***** FRAGMENTO CITADO

La cultura del espectador

El teatro es un agente de cambio. Es un arte al que le toca hablar de temas que se suelen evitar socialmente. En esta ocasión, la obra Eutanasia, escrita y dirigida por Gianfranco Mejía, nos cuenta la historia de Valeria, una joven que sufre de esclerosis múltiple y desea someterse a la eutanasia y cómo es que su entorno se relaciona con esta decisión; todo esto dentro de un contexto peruano, donde la práctica de la eutanasia está prohibida.

Parte de la apreciación de una obra de teatro está en la experiencia del espectador y de cómo se va creando un ambiente adecuado para la representación. Me decepcionó mucho que, una vez iniciada la función, se haya dejado entrar gente mientras que los encargados de hacerlos pasar iluminaban las butacas con una linterna. Esto me pareció una total falta de respeto a los espectadores que llegamos a tiempo a la función, pues lo que menos esperamos es que la misma gente de la producción boicotee su propia obra. Eso provocó que durante toda la obra, cada vez que había un apagón o un cambio de escenografía a oscuras, la gente se dé la libertad de hablar o comentar la obra creando un barullo constante. Hay algo que yo llamo “la cultura del espectador”, la que se está cultivando poco a poco en nuestro país: acostumbrar a los consumidores de teatro a llegar a tiempo a las funciones, que apaguen sus celulares, que no hagan ruidos para no desconcentrar a los actores, y un largo etcétera.  Una producción que hace entrar al público incluso después de 20 minutos de iniciada la función, da una imagen poco profesional a todo el equipo implicado.

**********
***** EXTRACTO DEL MATERIAL

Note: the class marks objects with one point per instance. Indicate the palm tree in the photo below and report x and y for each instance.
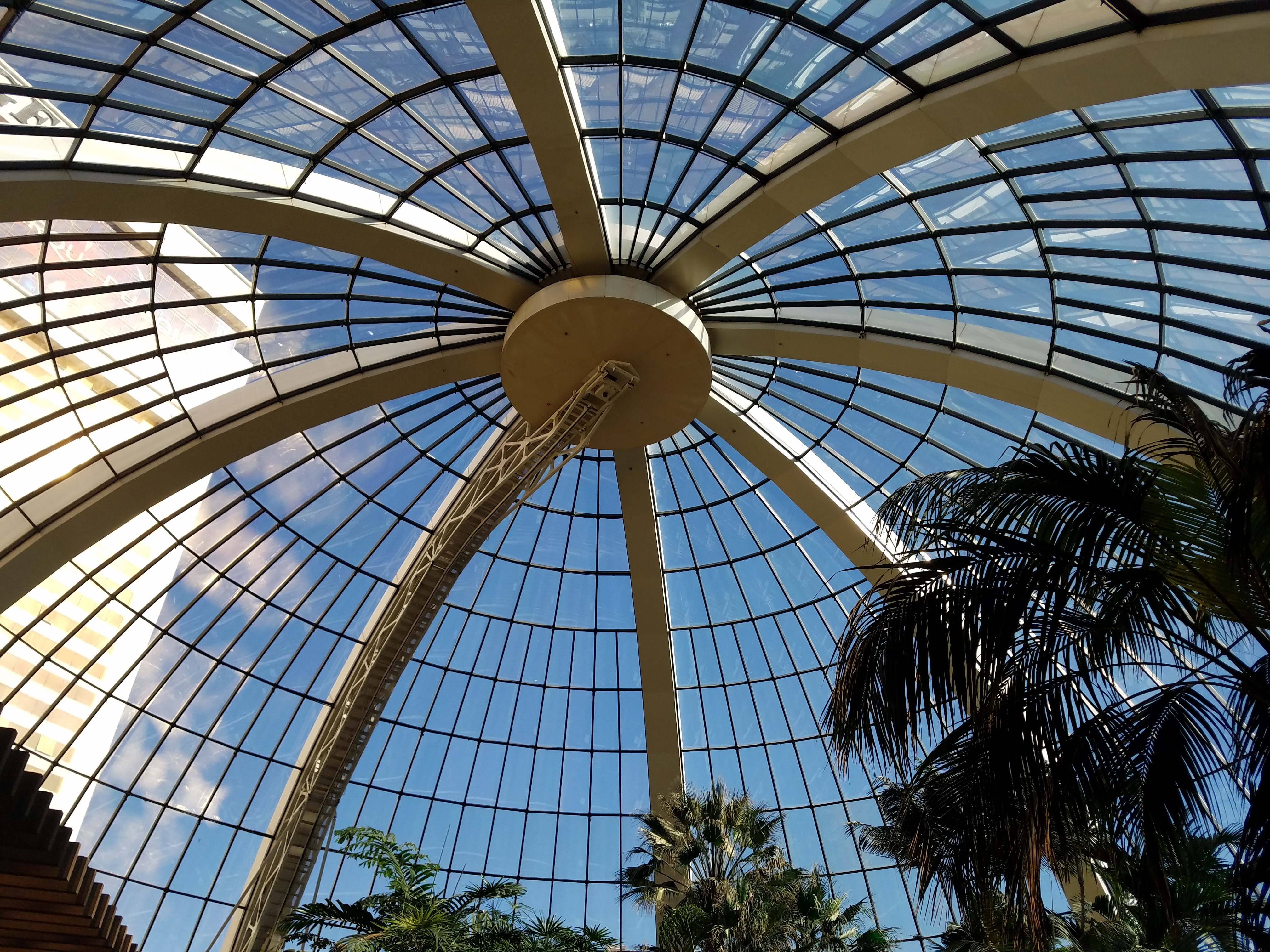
(413, 917)
(1005, 648)
(712, 867)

**********

**INDICACIONES:** Transcribe sin cambios la parte de la reseña de teatro que va desde "El teatro es" hasta "eutanasia está prohibida.", incluidas esas últimas palabras.

**RESPUESTA COMPLETA:**
El teatro es un agente de cambio. Es un arte al que le toca hablar de temas que se suelen evitar socialmente. En esta ocasión, la obra Eutanasia, escrita y dirigida por Gianfranco Mejía, nos cuenta la historia de Valeria, una joven que sufre de esclerosis múltiple y desea someterse a la eutanasia y cómo es que su entorno se relaciona con esta decisión; todo esto dentro de un contexto peruano, donde la práctica de la eutanasia está prohibida.